**Directions**
Each line of the listing must be transcribed exactly, except for the images, which should be excluded.

**Supplied material**
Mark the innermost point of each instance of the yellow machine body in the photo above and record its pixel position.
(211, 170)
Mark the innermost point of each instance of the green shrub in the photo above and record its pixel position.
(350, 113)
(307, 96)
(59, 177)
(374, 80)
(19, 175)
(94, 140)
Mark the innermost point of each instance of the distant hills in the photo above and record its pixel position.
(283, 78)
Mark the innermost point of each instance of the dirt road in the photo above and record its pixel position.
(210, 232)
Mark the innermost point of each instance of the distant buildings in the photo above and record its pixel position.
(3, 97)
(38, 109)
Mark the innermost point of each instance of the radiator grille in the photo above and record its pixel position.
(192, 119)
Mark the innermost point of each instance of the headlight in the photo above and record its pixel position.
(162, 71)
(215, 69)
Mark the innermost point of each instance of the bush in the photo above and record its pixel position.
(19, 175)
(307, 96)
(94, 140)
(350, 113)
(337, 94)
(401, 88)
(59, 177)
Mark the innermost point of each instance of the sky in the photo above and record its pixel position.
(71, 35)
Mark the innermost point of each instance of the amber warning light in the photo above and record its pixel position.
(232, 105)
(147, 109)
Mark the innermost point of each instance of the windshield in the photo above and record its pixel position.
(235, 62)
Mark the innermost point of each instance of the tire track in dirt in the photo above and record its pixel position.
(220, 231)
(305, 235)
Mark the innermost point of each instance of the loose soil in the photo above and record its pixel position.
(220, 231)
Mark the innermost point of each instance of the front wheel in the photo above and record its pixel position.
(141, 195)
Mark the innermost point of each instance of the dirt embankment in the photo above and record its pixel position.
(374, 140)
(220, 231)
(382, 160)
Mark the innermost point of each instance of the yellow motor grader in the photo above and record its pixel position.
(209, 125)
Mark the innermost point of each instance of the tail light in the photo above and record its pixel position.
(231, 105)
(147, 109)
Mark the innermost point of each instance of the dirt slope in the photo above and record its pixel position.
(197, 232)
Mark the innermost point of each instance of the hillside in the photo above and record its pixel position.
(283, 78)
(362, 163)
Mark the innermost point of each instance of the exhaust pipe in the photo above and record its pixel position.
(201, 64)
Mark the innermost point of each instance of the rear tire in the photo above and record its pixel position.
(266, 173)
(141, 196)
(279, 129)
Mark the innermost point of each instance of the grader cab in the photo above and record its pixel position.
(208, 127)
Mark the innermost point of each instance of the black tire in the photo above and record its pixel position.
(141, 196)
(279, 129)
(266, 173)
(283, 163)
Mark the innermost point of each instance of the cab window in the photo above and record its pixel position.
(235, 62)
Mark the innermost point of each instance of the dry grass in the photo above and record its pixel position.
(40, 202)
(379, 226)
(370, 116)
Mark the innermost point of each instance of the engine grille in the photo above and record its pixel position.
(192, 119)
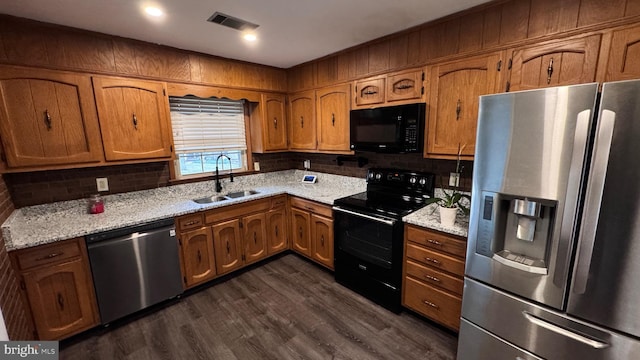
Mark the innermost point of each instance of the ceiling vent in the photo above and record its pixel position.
(230, 21)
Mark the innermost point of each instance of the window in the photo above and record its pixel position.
(203, 129)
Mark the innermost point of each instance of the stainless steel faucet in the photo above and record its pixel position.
(218, 184)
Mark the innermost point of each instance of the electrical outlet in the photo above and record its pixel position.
(102, 184)
(454, 179)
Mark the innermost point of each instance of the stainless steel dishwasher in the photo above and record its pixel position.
(134, 267)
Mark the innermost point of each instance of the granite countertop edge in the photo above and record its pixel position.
(136, 208)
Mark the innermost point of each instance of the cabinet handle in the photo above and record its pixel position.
(432, 260)
(432, 278)
(61, 301)
(50, 256)
(47, 119)
(431, 304)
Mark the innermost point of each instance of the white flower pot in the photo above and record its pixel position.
(448, 216)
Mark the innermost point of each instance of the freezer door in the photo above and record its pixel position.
(605, 287)
(537, 330)
(530, 154)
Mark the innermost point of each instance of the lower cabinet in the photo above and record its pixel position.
(57, 284)
(433, 271)
(312, 230)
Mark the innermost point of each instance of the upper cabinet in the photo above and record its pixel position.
(564, 62)
(302, 121)
(453, 102)
(332, 109)
(269, 124)
(625, 51)
(134, 118)
(47, 118)
(389, 89)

**Reply to the task**
Mark the innermost point of each instance of the yellow machine body in the photo above and record its pixel position.
(211, 170)
Mark the innermost point of each instance of the green shrub in the photo above and record its pixel position.
(350, 113)
(307, 96)
(59, 177)
(374, 80)
(19, 175)
(94, 140)
Mark the innermost point of each instance of the distant hills in the photo above and record its pixel position.
(283, 78)
Mark the innermost point of each instance of the dirt road in the photo above and record its pixel position.
(210, 232)
Mark the innermost point of each instance of the distant buildings in the photo above and record its pixel position.
(3, 97)
(38, 109)
Mark the innermost point of each instance of the radiator grille in the photo above and record its pixel position.
(192, 119)
Mark the innermost point of each instance of the headlight in the photo above and record its pixel position.
(162, 71)
(215, 69)
Mark the innermost point of each instance of the bush in the photo above and record its pixel position.
(19, 175)
(307, 96)
(94, 140)
(350, 113)
(337, 94)
(401, 88)
(59, 177)
Mark the innermost point of each instance of the sky in the photo above and record its pixel position.
(71, 35)
Mark the innermost point of each instance of the amber warning light in the photo above and record its pixel position.
(232, 105)
(147, 109)
Mark the innermost point of each instance of the windshield in the photo above and record its pixel position.
(235, 62)
Mark the innermost point of each instance of the tire track in dirt in the photo above and record its pixel position.
(220, 231)
(305, 235)
Mark the innermost point of each instance of the loose soil in the photo above and record its pixel position.
(220, 231)
Mark the innermost point of each instance of the front wheel in the photo above and record its pixel position.
(141, 195)
Mark the innermost point of each instance of the dirt embankment in the photo above and record its pixel position.
(374, 140)
(220, 231)
(382, 160)
Mark the innermost point of each instance of the yellow motor grader in the photo above and record its pixel position.
(209, 125)
Mark the innermost point of each instance of the tail light in the photo above and record its pixel position.
(231, 105)
(147, 109)
Mark the innermost point of each instance of the dirt slope in the photo above and record its pixel position.
(197, 232)
Mark the innermost point of each instance of the hillside in the photo above and record its pixel position.
(283, 78)
(362, 163)
Mark the innermost point of each instance of the exhaust pipe in the photo above and record its pixel position.
(201, 64)
Mark the innermost point of each instance of the rear tire in the photo above and record its pixel position.
(266, 173)
(141, 196)
(279, 129)
Mark the innermost point of each instance of the grader cab in the photo above and record its pixel position.
(208, 127)
Mark the innermost point of each instance of the black tire in the photo above and record its pixel position.
(141, 196)
(279, 129)
(266, 173)
(283, 163)
Mark the innermost point of each instance of the cab window in the photo above and record its pixel position.
(235, 62)
Mark the innermost point of each instance of the dry grass in the photo above and record its pixel position.
(40, 202)
(379, 226)
(370, 116)
Mark the innermost point of each instance of the engine grille in the photo above and record its pixel position.
(192, 119)
Mark the innermost point of each instance of the ceiling vent in the photo above and record its pixel position.
(230, 21)
Mark the innermost point of each instance of the window in the photo above and record its pixel position.
(203, 129)
Mark the innermost point of each instance of the stainless steel faucet in the photo above and record its pixel position.
(218, 184)
Mark the innermost point of each instance of the electrical outlet in the photo above and record its pixel position.
(102, 184)
(454, 179)
Mark the innermost point of each instance of the stainless steel dishwasher in the photo above and record its pixel position.
(134, 267)
Mark the innermost point of each instance of the granite countertop edge in the photo above and record its pixel position.
(136, 208)
Mark the innermost point of each instance of the cabinet handle in the photo above and record its pixel position.
(432, 260)
(432, 278)
(61, 301)
(50, 256)
(47, 119)
(431, 304)
Mark the innermost point of each instance of the white flower pot in the photo above and record its pixel position.
(448, 216)
Mark the innermost point of each instance of the freezer door in the photo above and record its pixel position.
(605, 287)
(537, 330)
(530, 154)
Mark the innermost point of each instance of the lower cabinet in the photo above and record its pixel position.
(57, 284)
(433, 271)
(312, 230)
Mark the innermost point of each instance of the upper cabinet in the photo above and record its pixel position.
(564, 62)
(302, 121)
(453, 102)
(332, 109)
(269, 124)
(625, 51)
(134, 118)
(47, 118)
(389, 89)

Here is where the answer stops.